- Task
In the data below, find every line that has the string "prompts", and copy it.

- Recorded information
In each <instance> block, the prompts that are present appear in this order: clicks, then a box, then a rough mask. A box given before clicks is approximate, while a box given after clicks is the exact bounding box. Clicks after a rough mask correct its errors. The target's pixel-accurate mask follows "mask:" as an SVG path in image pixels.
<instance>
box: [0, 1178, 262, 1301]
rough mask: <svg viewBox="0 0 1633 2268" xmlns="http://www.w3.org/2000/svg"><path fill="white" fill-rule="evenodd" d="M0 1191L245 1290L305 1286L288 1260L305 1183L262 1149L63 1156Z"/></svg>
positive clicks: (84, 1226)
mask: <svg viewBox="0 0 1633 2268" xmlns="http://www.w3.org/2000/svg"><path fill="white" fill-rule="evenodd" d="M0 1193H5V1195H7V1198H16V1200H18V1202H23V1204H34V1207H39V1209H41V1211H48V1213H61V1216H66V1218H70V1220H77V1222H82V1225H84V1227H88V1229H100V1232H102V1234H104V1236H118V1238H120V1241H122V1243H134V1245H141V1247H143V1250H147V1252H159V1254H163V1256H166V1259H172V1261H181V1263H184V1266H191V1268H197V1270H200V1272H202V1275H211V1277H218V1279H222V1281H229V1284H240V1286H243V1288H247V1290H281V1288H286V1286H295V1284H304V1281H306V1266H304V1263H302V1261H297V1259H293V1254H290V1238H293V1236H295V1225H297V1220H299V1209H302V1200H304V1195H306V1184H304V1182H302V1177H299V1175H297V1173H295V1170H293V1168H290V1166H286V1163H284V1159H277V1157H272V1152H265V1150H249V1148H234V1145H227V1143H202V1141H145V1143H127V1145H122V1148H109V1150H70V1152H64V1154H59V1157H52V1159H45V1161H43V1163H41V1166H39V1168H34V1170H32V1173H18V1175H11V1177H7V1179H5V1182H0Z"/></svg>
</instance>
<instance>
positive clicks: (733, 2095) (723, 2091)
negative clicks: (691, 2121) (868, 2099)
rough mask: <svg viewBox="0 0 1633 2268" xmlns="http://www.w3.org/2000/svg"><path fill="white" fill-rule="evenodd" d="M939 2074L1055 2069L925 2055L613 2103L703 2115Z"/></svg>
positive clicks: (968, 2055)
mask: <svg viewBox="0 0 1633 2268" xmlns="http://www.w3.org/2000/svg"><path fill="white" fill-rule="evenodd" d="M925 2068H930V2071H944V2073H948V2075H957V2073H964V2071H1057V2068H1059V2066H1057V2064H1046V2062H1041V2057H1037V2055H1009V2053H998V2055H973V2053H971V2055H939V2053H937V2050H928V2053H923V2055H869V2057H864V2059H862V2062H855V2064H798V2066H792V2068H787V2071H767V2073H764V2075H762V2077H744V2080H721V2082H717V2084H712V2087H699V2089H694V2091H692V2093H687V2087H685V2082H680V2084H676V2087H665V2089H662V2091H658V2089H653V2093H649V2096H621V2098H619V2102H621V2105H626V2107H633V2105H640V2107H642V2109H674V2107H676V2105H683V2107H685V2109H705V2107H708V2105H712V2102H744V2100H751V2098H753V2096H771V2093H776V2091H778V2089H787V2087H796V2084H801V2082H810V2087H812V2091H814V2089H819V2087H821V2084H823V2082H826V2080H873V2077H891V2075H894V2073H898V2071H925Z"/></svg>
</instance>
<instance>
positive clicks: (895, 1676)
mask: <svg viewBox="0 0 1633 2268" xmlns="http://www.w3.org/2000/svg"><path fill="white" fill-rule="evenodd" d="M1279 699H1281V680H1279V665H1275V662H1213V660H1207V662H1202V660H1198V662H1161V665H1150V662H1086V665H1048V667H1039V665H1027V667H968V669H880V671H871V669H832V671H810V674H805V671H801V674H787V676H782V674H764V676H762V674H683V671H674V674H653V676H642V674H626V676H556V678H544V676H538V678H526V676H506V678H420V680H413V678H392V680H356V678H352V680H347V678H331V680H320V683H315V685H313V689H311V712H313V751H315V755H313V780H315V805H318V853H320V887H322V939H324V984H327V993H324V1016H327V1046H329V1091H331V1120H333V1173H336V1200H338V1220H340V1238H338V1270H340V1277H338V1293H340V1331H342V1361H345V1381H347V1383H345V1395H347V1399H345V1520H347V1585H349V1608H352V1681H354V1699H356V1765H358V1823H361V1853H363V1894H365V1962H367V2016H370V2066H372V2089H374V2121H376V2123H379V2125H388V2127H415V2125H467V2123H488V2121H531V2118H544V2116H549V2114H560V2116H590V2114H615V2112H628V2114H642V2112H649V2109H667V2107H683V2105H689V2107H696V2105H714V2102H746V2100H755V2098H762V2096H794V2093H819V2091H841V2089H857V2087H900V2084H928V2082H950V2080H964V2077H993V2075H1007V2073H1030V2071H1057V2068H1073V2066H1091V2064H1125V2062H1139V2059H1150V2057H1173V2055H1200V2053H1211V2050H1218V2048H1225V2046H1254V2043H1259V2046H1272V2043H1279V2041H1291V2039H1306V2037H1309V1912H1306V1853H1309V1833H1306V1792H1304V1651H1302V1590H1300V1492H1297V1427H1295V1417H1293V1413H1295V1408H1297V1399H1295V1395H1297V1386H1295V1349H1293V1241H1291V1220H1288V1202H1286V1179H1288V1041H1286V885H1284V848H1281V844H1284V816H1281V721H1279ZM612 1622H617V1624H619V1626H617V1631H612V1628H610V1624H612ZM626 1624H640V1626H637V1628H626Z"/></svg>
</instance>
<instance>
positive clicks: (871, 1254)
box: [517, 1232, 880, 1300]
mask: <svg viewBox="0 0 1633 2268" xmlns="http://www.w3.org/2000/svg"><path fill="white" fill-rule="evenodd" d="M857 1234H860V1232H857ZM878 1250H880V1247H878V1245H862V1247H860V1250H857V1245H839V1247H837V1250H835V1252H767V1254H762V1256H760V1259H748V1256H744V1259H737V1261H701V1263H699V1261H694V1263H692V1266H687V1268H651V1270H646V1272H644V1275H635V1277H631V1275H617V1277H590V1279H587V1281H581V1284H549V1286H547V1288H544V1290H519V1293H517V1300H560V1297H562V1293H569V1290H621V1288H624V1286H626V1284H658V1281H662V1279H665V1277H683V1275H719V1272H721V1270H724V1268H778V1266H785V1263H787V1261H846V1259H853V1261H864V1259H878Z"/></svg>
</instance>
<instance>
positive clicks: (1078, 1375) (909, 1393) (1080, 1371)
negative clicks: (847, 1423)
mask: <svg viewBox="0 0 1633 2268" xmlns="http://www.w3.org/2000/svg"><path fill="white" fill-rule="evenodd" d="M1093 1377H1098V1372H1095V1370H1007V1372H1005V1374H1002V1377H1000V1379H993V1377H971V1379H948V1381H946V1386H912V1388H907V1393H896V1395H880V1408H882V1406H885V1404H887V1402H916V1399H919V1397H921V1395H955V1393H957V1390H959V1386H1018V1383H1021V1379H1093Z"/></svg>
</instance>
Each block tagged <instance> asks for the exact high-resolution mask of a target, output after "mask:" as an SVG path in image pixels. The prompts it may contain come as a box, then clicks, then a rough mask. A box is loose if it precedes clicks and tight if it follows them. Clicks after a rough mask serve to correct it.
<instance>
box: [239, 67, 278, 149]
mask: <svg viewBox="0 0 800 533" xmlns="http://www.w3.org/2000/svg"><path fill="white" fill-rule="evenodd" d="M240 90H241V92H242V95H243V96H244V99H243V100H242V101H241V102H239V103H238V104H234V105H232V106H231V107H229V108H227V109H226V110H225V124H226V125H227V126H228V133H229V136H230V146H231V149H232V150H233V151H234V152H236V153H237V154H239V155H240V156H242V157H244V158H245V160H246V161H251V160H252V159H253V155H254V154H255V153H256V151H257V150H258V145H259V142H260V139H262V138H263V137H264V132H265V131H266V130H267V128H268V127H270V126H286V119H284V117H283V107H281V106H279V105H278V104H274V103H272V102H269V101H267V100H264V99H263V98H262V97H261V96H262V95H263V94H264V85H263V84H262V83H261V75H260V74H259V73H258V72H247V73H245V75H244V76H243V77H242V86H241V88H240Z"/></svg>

- Task answer
In each <instance> block, the prompts that are present appear in this order: clicks, then a box, then a rough mask. A box given before clicks is approximate, while a box given after clicks is the exact bounding box. Clicks after a rough mask correct its errors. The target's pixel-accurate mask follows "mask:" as an SVG path in image pixels.
Each block tagged <instance> asks for the exact high-resolution mask of a target, output after "mask:" as an SVG path in image pixels. The prompts it may contain come as a box, then clicks, then a rough mask. A box is loose if it precedes clicks and tight if it follows them. Clicks after a rough mask serve to correct it.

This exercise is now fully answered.